**Document excerpt:**

VIDEO: Temple Sholom Kicks Off Rosh Hashanah with Sounds the Shofar

On Tuesday the children at the Temple Sholom’s Selma Maisel Nursery School enjoyed an outdoor shofar demonstration courtesy of Stu Seltzer.

Seltzer typically sounds the shofar for his own synagogue in Westchester in front of 1,500 people, but he also travels to nursing homes and schools.

In fact, on Saturday, he did something truly unique. At sunrise he sounded the shofar with a group of 14 people in kayaks, while bobbing in the waves on Long Island Sound.

Stu Seltzer blows the shofar outside Temple Sholom’s Selma Maisel Nursery School. Sept 22, 2020 Photo: Leslie Yager

This year, due to Covid, synagogues are not blowing the shofar indoors. But Seltzer, who has demonstrated the shofar at Temple Sholom indoors on the stage for the past five years, noted Tuesday was a beautiful day for an outdoor demonstration.

Seltzer, whose nephew attends the preschool at Temple Sholom, said the tradition of sounding the shofar follows thousands of years of Jewish tradition. The shofar was used during coronations of kings. Another type of shofar was used to announce that war was coming.

“One of the great Rabbis from 500 years ago said the shofar was really kind of a wake up call for the Jewish people – to wake up, break their habits and make the world a better place,” Seltzer said. “That’s the tradition on Rosh Hashanah. And the final thing you hear on Yom Kippur, on Monday, after fasting all day, is the sound of the shofar – that ends the high holidays.”

**Task 1:** In the shofar article, how many people were in kayaks when Seltzer sounded the shofar at sunrise?
**Task 2:** Say whether each statement agrees with the shofar article, answering yes or no and quoting the deciding words: (a) Seltzer usually sounds the shofar for his own synagogue in front of 1,500 people. (b) The kayak sounding on Long Island Sound took place at sunset. (c) Seltzer's daughter attends the preschool at Temple Sholom.
**Task 3:** Please carry the shofar article further, starting after Seltzer's quote about Yom Kippur.
The entries that come next have nothing to do with the shofar article.

[Point localization data]
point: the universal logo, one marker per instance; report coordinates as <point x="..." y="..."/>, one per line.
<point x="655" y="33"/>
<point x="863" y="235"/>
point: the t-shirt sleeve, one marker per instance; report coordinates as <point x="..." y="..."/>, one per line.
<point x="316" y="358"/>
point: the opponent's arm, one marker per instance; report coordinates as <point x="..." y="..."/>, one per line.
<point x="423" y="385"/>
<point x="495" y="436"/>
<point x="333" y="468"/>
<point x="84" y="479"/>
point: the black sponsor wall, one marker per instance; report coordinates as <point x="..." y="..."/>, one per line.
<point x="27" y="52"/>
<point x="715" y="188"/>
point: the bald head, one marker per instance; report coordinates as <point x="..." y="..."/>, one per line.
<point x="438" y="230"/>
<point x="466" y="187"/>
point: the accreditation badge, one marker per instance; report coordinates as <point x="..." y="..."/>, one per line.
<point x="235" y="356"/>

**Response 1:** 14 people.

**Response 2:**
(a) Yes: "Seltzer typically sounds the shofar for his own synagogue in Westchester in front of 1,500 people"
(b) No: "At sunrise he sounded the shofar with a group of 14 people in kayaks"
(c) No: "Seltzer, whose nephew attends the preschool at Temple Sholom"

**Response 3:**
Stu Seltzer with his niece and nephew Jesse and Harley outside Temple Sholom. Sept 22, 2020 Photo: Leslie Yager

Seltzer said his long horn was fashioned from an antelope horn, though the traditional shofar is made from a ram horn. “It’s got to have a curve in it,” he said.

He shared several types of notes: tekiah, which is one solid note and a wake up call; shevarim, which is three wailing sounds; and teruah, which is nine sharp sounds.

Lastly, he blew the tekiah gedolah, adding that gedolah means big.

Seltzer said the instruments are kosher, meaning an animalis not killed for their horns to become shofars. Instead, he explained the horns are taken from an animal that is already dead. “It has to be polished and hollowed out in a certain way to make them kosher,” he explained, adding that the shofar cannot be glass or plastic.

David Cohen, director of schools at Temple Sholom Synagogue, said, “We love to have the children experience and feel the holidays and have a visceral connection to it.”

“The kids have been amazing with the masks,” Cohen added, noting that just the previous day the rules had changed and three-year-olds are now required to wear masks after having been exempt. “It’s been great. We’re up to capacity with 110 children.”

“We rejiggered a few things,” he said. “It’s been wonderful.”